Requirement: Only the lines from the start of the entries up to and including the line with "Target: side mirror" should be written out, exactly as they stand.

Available data:
- Opening Delimiter -
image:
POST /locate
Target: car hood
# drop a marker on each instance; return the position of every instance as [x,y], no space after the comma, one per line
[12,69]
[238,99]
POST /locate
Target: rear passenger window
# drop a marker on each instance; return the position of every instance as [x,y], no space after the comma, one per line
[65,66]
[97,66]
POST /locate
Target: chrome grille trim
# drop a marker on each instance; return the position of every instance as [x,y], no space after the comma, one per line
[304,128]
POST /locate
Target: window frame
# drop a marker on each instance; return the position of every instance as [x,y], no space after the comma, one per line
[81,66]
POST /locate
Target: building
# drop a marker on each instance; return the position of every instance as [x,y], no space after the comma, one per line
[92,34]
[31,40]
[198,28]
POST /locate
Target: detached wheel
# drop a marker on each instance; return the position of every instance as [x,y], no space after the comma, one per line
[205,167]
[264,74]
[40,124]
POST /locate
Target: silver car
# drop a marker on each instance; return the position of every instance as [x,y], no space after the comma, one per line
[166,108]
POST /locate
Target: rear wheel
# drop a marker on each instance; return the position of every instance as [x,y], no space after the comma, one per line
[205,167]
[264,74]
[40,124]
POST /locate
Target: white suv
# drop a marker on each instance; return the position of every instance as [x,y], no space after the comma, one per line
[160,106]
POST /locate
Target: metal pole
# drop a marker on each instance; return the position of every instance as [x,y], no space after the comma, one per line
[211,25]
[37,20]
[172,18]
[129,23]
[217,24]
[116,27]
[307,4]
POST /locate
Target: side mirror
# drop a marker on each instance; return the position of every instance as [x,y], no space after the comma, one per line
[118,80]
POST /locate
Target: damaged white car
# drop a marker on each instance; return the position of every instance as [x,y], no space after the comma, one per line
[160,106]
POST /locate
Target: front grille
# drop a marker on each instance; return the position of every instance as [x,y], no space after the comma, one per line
- Closing Delimiter -
Output:
image:
POST /locate
Target: car hood
# drop a marker on each instance; return the position of every instance as [x,y], no space after the comma, one per line
[12,69]
[238,99]
POST /locate
Target: rear passenger window
# drop a marker on each instance; return the position of every instance as [x,y], no space after the comma, one per line
[65,66]
[97,66]
POST /locate
Target: chrome grille trim
# drop a marker on each instance; return the position of every instance as [x,y], no space after the comma, one per line
[304,128]
POST /locate
Target: window frame
# drop a marker on each instance; return the position of every instance as [x,y], no space after the comma, one per line
[81,66]
POST /locate
Target: building
# drop a marker on each instance; return the position of every instance as [x,y], no space after the comma, one per line
[92,34]
[31,40]
[198,28]
POST /locate
Target: detached wheel
# drop a marker on each instance; return the position of every instance as [x,y], no space after the comma, one per line
[205,167]
[264,74]
[40,124]
POST /locate
Target: silver car
# drop a marker on each instance; return the position of every instance as [x,y], no space after the comma, one per line
[166,108]
POST /locate
Target: rear wheel
# drop a marker on each instance; return the position of every instance as [x,y], no space after the comma, one per line
[205,167]
[264,74]
[40,124]
POST /locate
Target: white suv
# drop a marker on each instance; return the position of every instance as [x,y], no space after the comma, one per line
[160,106]
POST /locate
Target: metal pole
# drop a marker on each instance; return the position of every instance as [x,y], no space after the comma, one per line
[211,25]
[37,20]
[172,18]
[129,23]
[217,24]
[116,27]
[307,4]
POST /locate
Target: side mirror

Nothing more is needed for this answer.